Each line below that includes the word "Target" is to be reported.

***** Provided data *****

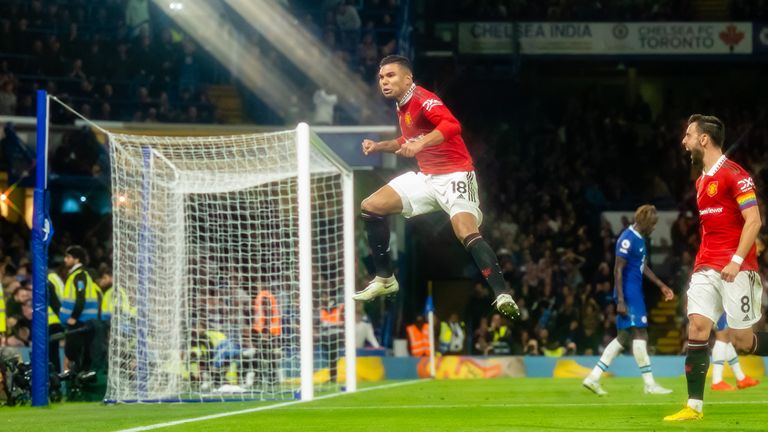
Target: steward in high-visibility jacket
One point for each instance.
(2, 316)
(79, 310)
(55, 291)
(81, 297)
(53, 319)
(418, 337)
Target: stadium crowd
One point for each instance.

*****
***** Provided data *****

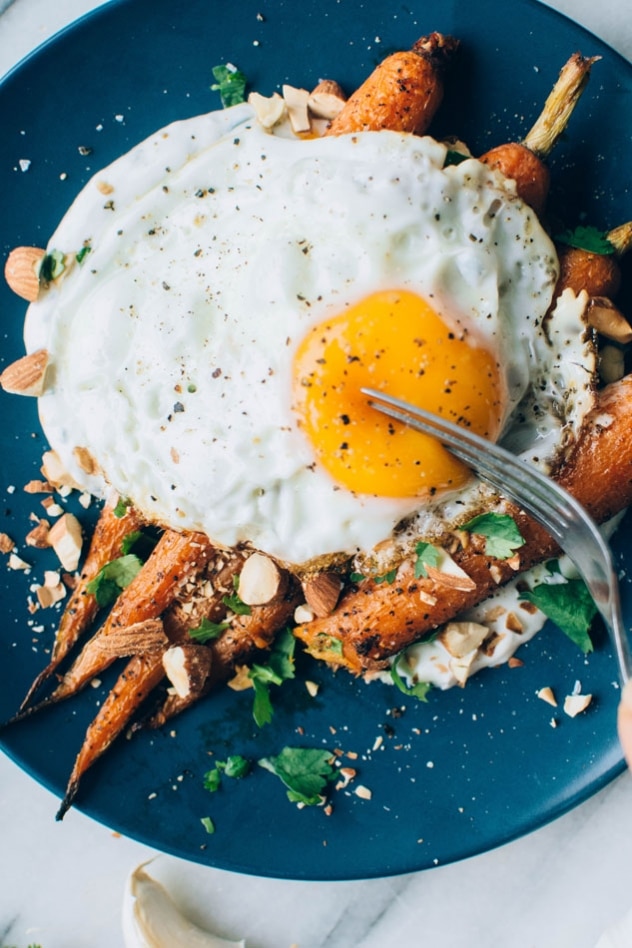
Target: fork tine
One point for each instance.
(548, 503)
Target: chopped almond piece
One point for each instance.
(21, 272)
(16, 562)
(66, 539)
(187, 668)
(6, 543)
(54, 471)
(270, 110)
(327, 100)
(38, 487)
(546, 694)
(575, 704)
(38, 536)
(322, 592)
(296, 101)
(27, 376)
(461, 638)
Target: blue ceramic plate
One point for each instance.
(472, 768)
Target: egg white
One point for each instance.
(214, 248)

*****

Solution to this problem:
Target: steward in high-visibility jacket
Target: stadium crowd
Target: fork tine
Target: chopped almond piece
Target: blue ceramic plate
Target: egg white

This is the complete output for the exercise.